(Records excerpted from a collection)
§
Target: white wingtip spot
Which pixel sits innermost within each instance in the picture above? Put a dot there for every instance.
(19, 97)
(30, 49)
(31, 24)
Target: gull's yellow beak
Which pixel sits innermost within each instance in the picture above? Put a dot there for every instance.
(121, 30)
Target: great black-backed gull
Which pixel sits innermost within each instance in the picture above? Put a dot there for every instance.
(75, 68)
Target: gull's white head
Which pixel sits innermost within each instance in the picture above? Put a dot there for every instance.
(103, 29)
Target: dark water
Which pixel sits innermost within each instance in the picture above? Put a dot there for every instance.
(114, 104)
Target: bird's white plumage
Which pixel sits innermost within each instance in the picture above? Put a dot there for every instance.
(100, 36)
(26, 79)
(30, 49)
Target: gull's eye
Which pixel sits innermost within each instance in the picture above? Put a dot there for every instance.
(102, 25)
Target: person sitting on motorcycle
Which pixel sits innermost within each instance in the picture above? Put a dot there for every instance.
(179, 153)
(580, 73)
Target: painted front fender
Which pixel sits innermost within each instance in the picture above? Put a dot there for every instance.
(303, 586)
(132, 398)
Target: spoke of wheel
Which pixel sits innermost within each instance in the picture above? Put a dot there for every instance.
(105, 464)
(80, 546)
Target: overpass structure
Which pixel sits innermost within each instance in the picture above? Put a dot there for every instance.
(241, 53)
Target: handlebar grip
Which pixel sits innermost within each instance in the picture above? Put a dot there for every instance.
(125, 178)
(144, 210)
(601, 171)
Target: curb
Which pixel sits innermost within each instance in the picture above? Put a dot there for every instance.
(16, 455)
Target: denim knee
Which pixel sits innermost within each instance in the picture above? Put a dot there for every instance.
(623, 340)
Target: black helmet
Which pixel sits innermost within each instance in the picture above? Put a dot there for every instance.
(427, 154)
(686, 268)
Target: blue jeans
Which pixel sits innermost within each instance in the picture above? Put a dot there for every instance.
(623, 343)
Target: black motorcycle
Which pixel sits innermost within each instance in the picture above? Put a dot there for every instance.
§
## WHAT YOU ARE ASKED TO DO
Output, from the data above, the lines from the line with "Target: bird's white plumage" to the line with "Target: person sitting on motorcycle" exactly as they stand, both ends included and nothing else.

## RESULT FOR THIS TASK
Target: bird's white plumage
Which pixel sits innermost within each instance in the picture above? Put a dot there for every instance.
(100, 36)
(26, 79)
(30, 49)
Target: gull's eye
Which pixel sits innermost within each instance in the picture above? Put a dot there for every instance.
(102, 25)
Target: person sitting on motorcycle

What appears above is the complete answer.